Task description> These entries are to be set down again exactly.

⟨

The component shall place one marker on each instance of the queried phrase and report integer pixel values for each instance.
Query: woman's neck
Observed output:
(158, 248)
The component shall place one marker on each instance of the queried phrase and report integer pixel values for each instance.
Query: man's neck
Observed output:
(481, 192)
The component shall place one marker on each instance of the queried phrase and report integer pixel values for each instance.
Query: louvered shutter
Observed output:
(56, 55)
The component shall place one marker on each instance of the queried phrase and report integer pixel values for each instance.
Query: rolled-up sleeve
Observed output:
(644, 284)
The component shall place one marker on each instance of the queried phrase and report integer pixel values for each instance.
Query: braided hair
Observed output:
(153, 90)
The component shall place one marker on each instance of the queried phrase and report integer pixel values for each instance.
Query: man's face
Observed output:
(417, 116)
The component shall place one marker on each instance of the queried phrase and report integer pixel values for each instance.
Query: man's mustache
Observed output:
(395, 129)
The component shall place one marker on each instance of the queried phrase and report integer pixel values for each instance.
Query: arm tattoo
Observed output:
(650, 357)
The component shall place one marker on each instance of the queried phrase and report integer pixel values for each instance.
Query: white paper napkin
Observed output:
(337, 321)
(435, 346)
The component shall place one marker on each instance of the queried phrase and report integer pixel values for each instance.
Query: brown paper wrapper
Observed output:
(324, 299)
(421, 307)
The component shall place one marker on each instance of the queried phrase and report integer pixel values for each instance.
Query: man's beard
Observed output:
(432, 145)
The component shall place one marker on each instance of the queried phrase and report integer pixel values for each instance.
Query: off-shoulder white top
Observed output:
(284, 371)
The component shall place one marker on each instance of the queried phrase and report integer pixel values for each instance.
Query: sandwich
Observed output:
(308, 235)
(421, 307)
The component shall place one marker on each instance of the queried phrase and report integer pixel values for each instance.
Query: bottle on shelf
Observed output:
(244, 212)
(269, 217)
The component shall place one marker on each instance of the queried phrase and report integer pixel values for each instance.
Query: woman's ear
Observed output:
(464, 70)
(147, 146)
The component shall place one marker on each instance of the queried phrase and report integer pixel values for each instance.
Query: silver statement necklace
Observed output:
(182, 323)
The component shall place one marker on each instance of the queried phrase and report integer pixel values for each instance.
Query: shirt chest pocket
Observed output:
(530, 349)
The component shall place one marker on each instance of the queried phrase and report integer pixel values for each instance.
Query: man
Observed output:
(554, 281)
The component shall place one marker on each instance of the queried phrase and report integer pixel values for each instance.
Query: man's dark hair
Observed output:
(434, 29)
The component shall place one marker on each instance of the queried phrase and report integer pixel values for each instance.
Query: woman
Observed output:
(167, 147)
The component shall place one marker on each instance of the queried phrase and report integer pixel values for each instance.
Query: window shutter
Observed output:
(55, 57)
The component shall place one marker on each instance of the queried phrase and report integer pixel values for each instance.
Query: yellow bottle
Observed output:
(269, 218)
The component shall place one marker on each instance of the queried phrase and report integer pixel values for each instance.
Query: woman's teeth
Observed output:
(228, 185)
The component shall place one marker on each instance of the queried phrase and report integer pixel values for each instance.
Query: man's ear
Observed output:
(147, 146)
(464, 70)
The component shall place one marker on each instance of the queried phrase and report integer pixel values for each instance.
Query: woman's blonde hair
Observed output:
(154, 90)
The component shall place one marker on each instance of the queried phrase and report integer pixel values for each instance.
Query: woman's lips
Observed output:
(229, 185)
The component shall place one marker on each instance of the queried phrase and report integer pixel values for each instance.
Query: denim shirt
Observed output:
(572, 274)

⟩

Answer below>
The component shall place one marker on each instance of the queried phrase and report integer pixel values for each instance.
Query: woman's neck
Observed output:
(158, 248)
The component shall place one marker on each instance of the queried phrase and report integer pixel values for each instance.
Query: man's neck
Observed output:
(481, 192)
The component shall place one marker on each instance of the queried phrase and report integer pixel values for each instance.
Query: louvered shutter
Observed output:
(56, 55)
The component shall place one marker on each instance of the queried phrase and report integer pixel values for each instance.
Query: rolled-up sleeve
Observed output:
(644, 284)
The component shall place one marker on each instance of the queried phrase and report integer pixel values for each instance.
Query: braided hair
Observed output:
(153, 90)
The component shall place one marker on each instance of the queried phrase and report integer pixel values for each instance.
Query: man's face
Observed output:
(417, 116)
The component shall place one marker on each instance of the queried phrase and report integer pixel values for each instance.
Query: man's mustache
Observed output:
(395, 129)
The component shall place one marker on each instance of the queried phrase and report integer pixel values for each instance.
Query: arm tattoo
Observed output:
(650, 357)
The component shall place one marker on each instance of the queried phrase and report integer pixel values for each instance.
Query: white paper napkin
Observed output:
(337, 321)
(435, 346)
The component shall place one marker on each instance of the queried phrase and report integer pixel values for each instance.
Query: brown paper wrapper
Observed output:
(324, 299)
(421, 307)
The component shall place one marker on each instance of the queried phrase and report integer pixel values for each instance.
Query: man's beard
Observed output:
(432, 145)
The component shall place one marker on each instance of the queried phrase and report integer pixel values for each instance.
Query: off-shoulder white top
Observed output:
(284, 371)
The component shall place one marker on each instance of the queried phrase and report integer pixel values for each instance.
Query: sandwich
Observed output:
(308, 235)
(421, 307)
The component shall place one marker on each instance of the queried phrase and report integer pixel values for each instance.
Query: bottle on shelf
Observed output:
(244, 212)
(269, 217)
The component shall place one marker on each instance of the queried phrase and report integer pixel values for each instance.
Query: woman's ear
Observed output:
(464, 70)
(147, 146)
The component shall place one marker on each instance of the queried phrase and report integer pixel values for each instance.
Query: silver statement necklace
Observed output:
(182, 323)
The component shall place one marker on each instance of the queried phrase and report integer pixel values for each instance.
Query: shirt chest pocket
Observed output:
(530, 349)
The component shall place one marker on each instance of the queried phrase and report integer pixel values for each instance.
Query: man
Observed output:
(554, 281)
The component shall place one marker on each instance of the queried phrase and report integer pixel values for each instance.
Query: man's dark hair
Observed output:
(434, 29)
The component shall place one marker on each instance of the queried phrase and report integer pixel values for each instance.
Query: woman
Observed output:
(167, 147)
The component shall place one marker on each instance of the queried phrase and report integer pixel values for each instance.
Query: window shutter
Observed output:
(55, 57)
The component shall place one marker on each instance of the queried phrase and report integer pixel values for each instance.
Query: yellow bottle
Observed output:
(269, 218)
The component shall place one marker on each instance of the queried phrase and report integer pixel values for each instance.
Query: woman's teeth
Observed output:
(228, 185)
The component shall place one marker on each instance of the queried phrase and report integer pixel values for each instance.
Query: man's ear
Observed output:
(147, 146)
(464, 70)
The component shall place one marker on each instance of the queried phrase and report integer pixel values for each instance.
Query: woman's blonde hair
Observed output:
(154, 90)
The component shall place one marker on each instance of the queried phrase and report integer pixel values for each instance.
Query: woman's lips
Observed output:
(229, 185)
The component shall place one marker on each instance of the queried phrase and report integer pixel values for each instance.
Query: denim shirt
Observed output:
(572, 274)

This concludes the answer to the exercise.